▶ _Record extracts_:
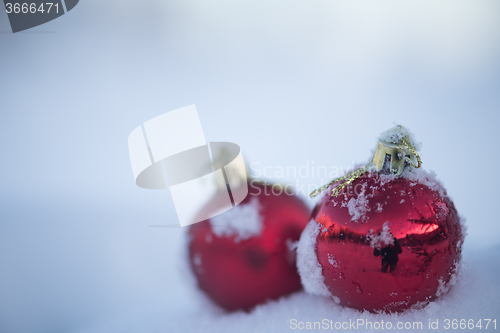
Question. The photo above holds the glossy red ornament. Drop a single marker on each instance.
(389, 243)
(241, 273)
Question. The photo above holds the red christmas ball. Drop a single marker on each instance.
(387, 243)
(245, 256)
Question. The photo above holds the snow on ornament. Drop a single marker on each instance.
(384, 238)
(246, 256)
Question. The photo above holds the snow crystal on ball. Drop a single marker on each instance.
(395, 134)
(310, 271)
(358, 207)
(243, 221)
(384, 239)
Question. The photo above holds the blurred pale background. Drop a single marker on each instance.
(288, 81)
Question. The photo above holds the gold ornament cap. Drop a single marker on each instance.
(399, 144)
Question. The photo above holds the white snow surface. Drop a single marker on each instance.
(242, 221)
(310, 271)
(474, 296)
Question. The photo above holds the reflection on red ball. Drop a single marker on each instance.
(390, 243)
(239, 271)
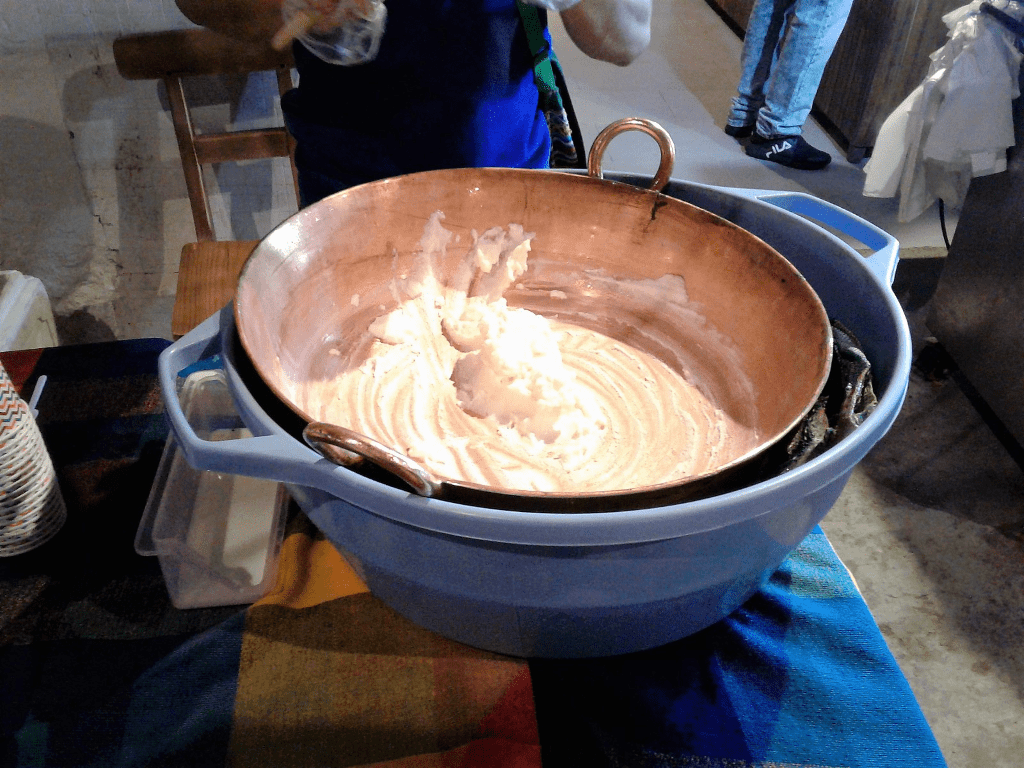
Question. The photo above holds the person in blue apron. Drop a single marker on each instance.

▶ _Task instructions_:
Write out all the lines above again, requests included, but leave out the pictures. Scale every point coordinate in the answers by 0.8 and round each result to a whole number, with halves rounded up.

▶ _Exercise response_:
Question. The photo above holds the glossy red ornament. Drop a single marker on each instance.
(311, 194)
(193, 218)
Question. The photo above holds the red christmas ball. Drop a single marker on each instance.
(310, 194)
(196, 205)
Question. The photo above holds the snow on ornament. Drop a single marker on each instance.
(307, 190)
(197, 205)
Question. The photo above holds the snow crystal on ball. Drop a single marker on each instance.
(316, 107)
(248, 217)
(286, 166)
(194, 177)
(307, 191)
Question. The photo above holds the blurred pale background. Drop a single marker on each instance.
(230, 65)
Question. The photo above holds the gold ornament cap. Drop a single marker on each instance.
(319, 115)
Question. The photo above holds the white snow surface. Drop a single marker on each instance.
(194, 177)
(248, 217)
(379, 237)
Question. The photo above holds the reflection on red ball. Drop a single marker on each instance.
(312, 194)
(191, 217)
Question. The photo above holds the person in blue apron. Drop a single marker on each instance.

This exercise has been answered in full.